= Instruction =
Put each line of the listing below into a JSON list of strings, one string per line, skipping blank lines and leaving out the pictures.

= Supplied data =
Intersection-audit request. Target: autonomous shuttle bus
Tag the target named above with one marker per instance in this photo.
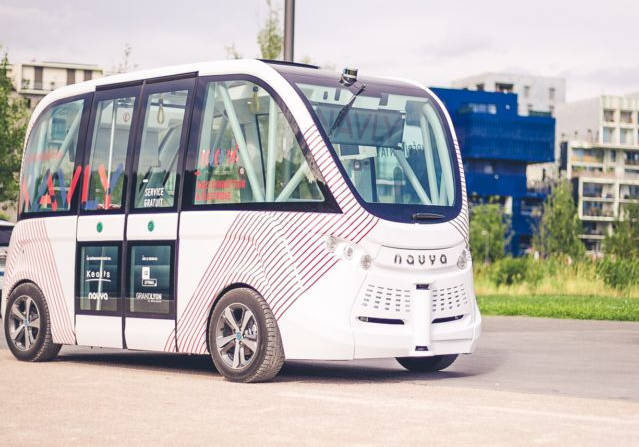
(253, 210)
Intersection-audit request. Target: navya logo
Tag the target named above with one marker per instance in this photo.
(419, 260)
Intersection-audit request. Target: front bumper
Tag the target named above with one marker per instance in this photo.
(410, 315)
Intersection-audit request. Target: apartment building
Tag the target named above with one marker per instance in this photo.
(599, 145)
(33, 80)
(538, 95)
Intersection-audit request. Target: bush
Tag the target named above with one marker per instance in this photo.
(510, 271)
(619, 273)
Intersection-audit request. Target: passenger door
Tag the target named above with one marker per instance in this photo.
(152, 223)
(102, 219)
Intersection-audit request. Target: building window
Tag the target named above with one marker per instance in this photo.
(503, 87)
(625, 136)
(609, 116)
(608, 135)
(70, 76)
(491, 109)
(37, 83)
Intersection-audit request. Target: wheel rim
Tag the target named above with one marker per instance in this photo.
(24, 323)
(237, 336)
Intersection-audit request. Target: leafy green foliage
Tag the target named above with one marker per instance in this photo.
(620, 273)
(559, 228)
(624, 242)
(562, 306)
(488, 232)
(270, 38)
(13, 123)
(510, 271)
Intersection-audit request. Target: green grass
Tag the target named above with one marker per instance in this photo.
(561, 306)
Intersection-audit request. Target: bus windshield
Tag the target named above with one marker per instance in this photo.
(390, 139)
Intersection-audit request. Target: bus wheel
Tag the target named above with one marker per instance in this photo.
(427, 364)
(27, 325)
(244, 339)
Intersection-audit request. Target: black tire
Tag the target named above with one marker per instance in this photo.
(268, 357)
(42, 348)
(427, 364)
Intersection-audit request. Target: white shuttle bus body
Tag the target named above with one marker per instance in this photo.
(252, 210)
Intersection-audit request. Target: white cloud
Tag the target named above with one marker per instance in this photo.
(433, 41)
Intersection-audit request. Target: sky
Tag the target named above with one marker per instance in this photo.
(594, 45)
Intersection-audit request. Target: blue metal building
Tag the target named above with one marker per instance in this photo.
(497, 145)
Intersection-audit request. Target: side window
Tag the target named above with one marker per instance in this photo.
(103, 187)
(247, 150)
(48, 175)
(99, 288)
(159, 149)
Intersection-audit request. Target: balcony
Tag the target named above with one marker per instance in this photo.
(597, 210)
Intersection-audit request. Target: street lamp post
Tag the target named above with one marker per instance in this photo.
(486, 235)
(289, 29)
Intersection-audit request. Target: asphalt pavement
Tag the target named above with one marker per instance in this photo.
(532, 381)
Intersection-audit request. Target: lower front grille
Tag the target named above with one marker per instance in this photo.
(449, 301)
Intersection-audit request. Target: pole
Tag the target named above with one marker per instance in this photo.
(289, 29)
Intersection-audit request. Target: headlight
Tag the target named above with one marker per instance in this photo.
(348, 252)
(462, 261)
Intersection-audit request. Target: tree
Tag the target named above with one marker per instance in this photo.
(488, 232)
(624, 242)
(270, 38)
(559, 228)
(14, 114)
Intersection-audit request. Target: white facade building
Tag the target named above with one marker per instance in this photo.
(33, 80)
(599, 140)
(536, 94)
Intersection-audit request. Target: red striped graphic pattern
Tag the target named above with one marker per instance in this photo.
(31, 258)
(282, 255)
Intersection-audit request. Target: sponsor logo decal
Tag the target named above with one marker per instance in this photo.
(421, 260)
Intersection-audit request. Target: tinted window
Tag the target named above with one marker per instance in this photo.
(159, 150)
(48, 176)
(104, 187)
(247, 150)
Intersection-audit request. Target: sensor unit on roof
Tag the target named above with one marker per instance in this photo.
(349, 76)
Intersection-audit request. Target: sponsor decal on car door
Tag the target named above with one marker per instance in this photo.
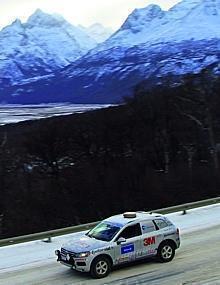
(128, 251)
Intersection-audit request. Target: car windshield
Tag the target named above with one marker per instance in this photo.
(104, 231)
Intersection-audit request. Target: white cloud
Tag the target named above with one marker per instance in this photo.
(85, 12)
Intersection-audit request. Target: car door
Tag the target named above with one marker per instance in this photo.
(151, 238)
(130, 249)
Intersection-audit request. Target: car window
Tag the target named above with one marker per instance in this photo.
(147, 227)
(104, 231)
(161, 223)
(131, 231)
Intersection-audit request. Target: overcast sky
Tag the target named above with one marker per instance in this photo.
(110, 13)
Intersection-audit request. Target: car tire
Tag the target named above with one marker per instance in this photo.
(100, 267)
(166, 252)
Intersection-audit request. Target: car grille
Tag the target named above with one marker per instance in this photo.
(65, 252)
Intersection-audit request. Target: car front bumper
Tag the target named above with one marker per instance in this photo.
(79, 264)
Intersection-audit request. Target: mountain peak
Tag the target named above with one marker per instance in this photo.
(40, 18)
(140, 17)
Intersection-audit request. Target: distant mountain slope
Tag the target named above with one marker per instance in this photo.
(40, 46)
(150, 45)
(98, 32)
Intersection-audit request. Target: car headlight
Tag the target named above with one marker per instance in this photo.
(83, 254)
(57, 252)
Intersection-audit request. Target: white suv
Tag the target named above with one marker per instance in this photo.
(121, 239)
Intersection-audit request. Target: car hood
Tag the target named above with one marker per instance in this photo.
(83, 243)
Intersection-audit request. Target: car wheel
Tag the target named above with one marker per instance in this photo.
(166, 252)
(100, 267)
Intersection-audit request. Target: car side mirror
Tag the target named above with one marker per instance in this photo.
(121, 240)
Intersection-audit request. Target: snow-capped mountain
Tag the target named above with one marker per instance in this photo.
(187, 20)
(40, 46)
(98, 32)
(151, 44)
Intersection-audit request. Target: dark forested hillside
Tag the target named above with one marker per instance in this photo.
(160, 148)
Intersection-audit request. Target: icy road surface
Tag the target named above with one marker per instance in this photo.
(196, 262)
(17, 113)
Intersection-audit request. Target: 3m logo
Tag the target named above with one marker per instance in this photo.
(149, 241)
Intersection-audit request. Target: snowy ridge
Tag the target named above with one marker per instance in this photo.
(150, 45)
(189, 19)
(40, 46)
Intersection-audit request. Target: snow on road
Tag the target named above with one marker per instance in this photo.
(29, 254)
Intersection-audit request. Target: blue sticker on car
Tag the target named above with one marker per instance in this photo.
(127, 248)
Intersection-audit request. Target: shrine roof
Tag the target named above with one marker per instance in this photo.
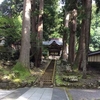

= Correct output =
[
  "Intersection-audit request. Target: autonomous shuttle bus",
  "Tag the target named above with one marker per instance in this photo.",
  "(253, 210)",
  "Intersection-audit request. Target: navya logo",
  "Tag the target named above with one marker per instance in this photo.",
  "(419, 260)",
  "Intersection-audit request. Target: front bumper",
  "Tag the target named above with one marker per instance in this photo.",
  "(410, 315)",
  "Intersection-audit request. Target: apartment building",
  "Tag the target named above with one marker per instance in this photo.",
  "(599, 145)",
  "(33, 80)",
  "(538, 95)",
  "Intersection-audit request. Target: bush",
  "Tag the target named above with one marker per instance in this photo.",
  "(510, 271)",
  "(619, 273)",
  "Intersection-audit request. Target: passenger door",
  "Tag the target named above with one marker per instance in this photo.",
  "(152, 223)",
  "(102, 219)",
  "Intersection-audit request. Target: building window",
  "Tag the target named above with one marker per instance in this photo.",
  "(503, 87)",
  "(625, 136)",
  "(609, 116)",
  "(608, 135)",
  "(70, 76)",
  "(491, 109)",
  "(37, 83)",
  "Intersection-audit request. Target: wheel rim",
  "Tag the target named above with one marker per instance in this photo.",
  "(24, 323)",
  "(237, 336)",
  "Intersection-audit request. Target: leafy green foliage",
  "Tag the target named above with one marker per instance in this photo.",
  "(620, 273)",
  "(559, 228)",
  "(624, 242)",
  "(562, 306)",
  "(488, 232)",
  "(270, 38)",
  "(13, 123)",
  "(510, 271)",
  "Intersection-audit request. Target: green grass",
  "Tag the target named above with one marker per instance in this photo.",
  "(561, 306)",
  "Intersection-audit request. Target: bus windshield",
  "Tag the target named above with one marker per instance in this photo.",
  "(390, 139)",
  "Intersection-audit request. Target: bus wheel",
  "Tag the target named above with one marker per instance in this photo.",
  "(427, 364)",
  "(27, 325)",
  "(244, 339)",
  "Intersection-audit request. Target: black tire",
  "Tag the target named above with one marker per instance in this photo.",
  "(268, 357)",
  "(42, 348)",
  "(427, 364)",
  "Intersection-audit request. Target: white shuttle bus body",
  "Tag the target named above with one marker per instance in this photo.",
  "(252, 210)",
  "Intersection-audit request. Target: white cloud",
  "Tag the target named above with one marker per instance in this photo.",
  "(433, 41)",
  "Intersection-audit request. Target: sky",
  "Tag the target named above with one marker per instance in this photo.",
  "(594, 45)",
  "Intersection-audit request. Target: blue metal building",
  "Tag the target named above with one marker per instance in this photo.",
  "(497, 145)",
  "Intersection-audit request. Target: side window",
  "Tag the target named above with one marker per instance in this photo.",
  "(103, 187)",
  "(247, 150)",
  "(48, 175)",
  "(99, 288)",
  "(159, 149)",
  "Intersection-audit request. Target: balcony",
  "Tag the target named above with one marker per instance in this photo.",
  "(597, 210)",
  "Intersection-audit request. Target: street lamp post",
  "Tag the target named above with one marker per instance in this photo.",
  "(486, 235)",
  "(289, 29)",
  "Intersection-audit request. Target: asphalt pavement",
  "Tag the target named above with one marker per instance in this photo.",
  "(532, 381)",
  "Intersection-audit request. Target: lower front grille",
  "Tag the target named above with one marker per instance in this photo.",
  "(449, 301)",
  "Intersection-audit request. Target: pole",
  "Tag the target named above with one marker per instance in this photo.",
  "(289, 29)",
  "Intersection-audit request. Target: headlight",
  "Tag the target named above with one marker per instance in this photo.",
  "(348, 252)",
  "(462, 261)",
  "Intersection-audit request. Target: tree",
  "Tag the target named above with one marker per instance in this photo.",
  "(488, 232)",
  "(624, 242)",
  "(270, 38)",
  "(559, 228)",
  "(14, 114)",
  "Intersection-audit request. Target: white facade building",
  "Tag the target named above with one marker per instance in this photo.",
  "(33, 80)",
  "(599, 140)",
  "(536, 94)",
  "Intersection-audit request. Target: red striped graphic pattern",
  "Tag the target named above with one marker per instance in this photo.",
  "(31, 258)",
  "(282, 255)",
  "Intersection-audit request. Target: sponsor logo decal",
  "Tag the target named above with one marker per instance in this photo.",
  "(421, 260)",
  "Intersection-audit request. Target: tinted window",
  "Tag the target named above with one marker per instance in this photo.",
  "(159, 150)",
  "(48, 176)",
  "(104, 187)",
  "(247, 150)",
  "Intersection-audit request. Target: sensor unit on roof",
  "Tag the target named above with one marker per instance in this photo.",
  "(349, 76)",
  "Intersection-audit request. Target: sponsor decal on car door",
  "Tag the target named above with one marker per instance in this photo.",
  "(128, 251)",
  "Intersection-audit request. Target: car windshield",
  "Tag the target named above with one marker per instance in this photo.",
  "(104, 231)",
  "Intersection-audit request. Target: white cloud",
  "Tag the target named above with one marker per instance in this photo.",
  "(85, 12)",
  "Intersection-audit request. Target: car door",
  "Tag the target named above with one marker per instance in this photo.",
  "(151, 238)",
  "(130, 249)",
  "Intersection-audit request. Target: car window",
  "Tag the target named above with one marker per instance in this photo.",
  "(147, 227)",
  "(104, 231)",
  "(161, 223)",
  "(131, 231)",
  "Intersection-audit request. Target: overcast sky",
  "Tag the target named above with one marker per instance in this photo.",
  "(110, 13)",
  "Intersection-audit request. Target: car tire",
  "Tag the target named above with one marker per instance in this photo.",
  "(100, 267)",
  "(166, 252)",
  "Intersection-audit request. Target: car grille",
  "Tag the target named above with one marker per instance in this photo.",
  "(65, 252)",
  "Intersection-audit request. Target: car front bumper",
  "Tag the target named above with one marker per instance in this photo.",
  "(79, 264)",
  "Intersection-audit request. Target: mountain peak",
  "Tag the target named above with one marker per instance in this photo.",
  "(40, 18)",
  "(140, 17)",
  "Intersection-audit request. Target: distant mountain slope",
  "Tag the target named above with one marker per instance in this photo.",
  "(40, 46)",
  "(150, 45)",
  "(98, 32)",
  "Intersection-audit request. Target: car headlight",
  "Tag the target named above with one marker per instance in this photo.",
  "(83, 254)",
  "(57, 252)",
  "Intersection-audit request. Target: white suv",
  "Tag the target named above with one marker per instance in this photo.",
  "(121, 239)",
  "Intersection-audit request. Target: car hood",
  "Tag the target named above with one marker per instance in this photo.",
  "(83, 243)",
  "Intersection-audit request. Target: car wheel",
  "Tag the target named above with one marker per instance in this photo.",
  "(166, 252)",
  "(100, 267)",
  "Intersection-audit request. Target: car side mirror",
  "Tag the target named above with one marker per instance in this photo.",
  "(121, 240)",
  "Intersection-audit request. Target: snow-capped mountain",
  "Tag the target named above with one marker per instance in this photo.",
  "(187, 20)",
  "(40, 46)",
  "(98, 32)",
  "(151, 44)",
  "Intersection-audit request. Target: dark forested hillside",
  "Tag the target named above with one marker per instance in this photo.",
  "(160, 148)",
  "Intersection-audit request. Target: icy road surface",
  "Tag the target named above with one marker per instance in this photo.",
  "(196, 262)",
  "(17, 113)",
  "Intersection-audit request. Target: 3m logo",
  "Tag the target named above with one marker per instance in this photo.",
  "(149, 241)",
  "Intersection-audit request. Target: snowy ridge",
  "Tag the target named above with one marker per instance in this photo.",
  "(150, 45)",
  "(189, 19)",
  "(40, 46)",
  "Intersection-audit request. Target: snow on road",
  "Tag the target named above with one marker per instance in this photo.",
  "(29, 254)",
  "Intersection-audit request. Target: blue sticker on car",
  "Tag the target named above with one marker per instance in this photo.",
  "(127, 248)",
  "Intersection-audit request. Target: shrine roof",
  "Tag the target named above with one marker per instance in this photo."
]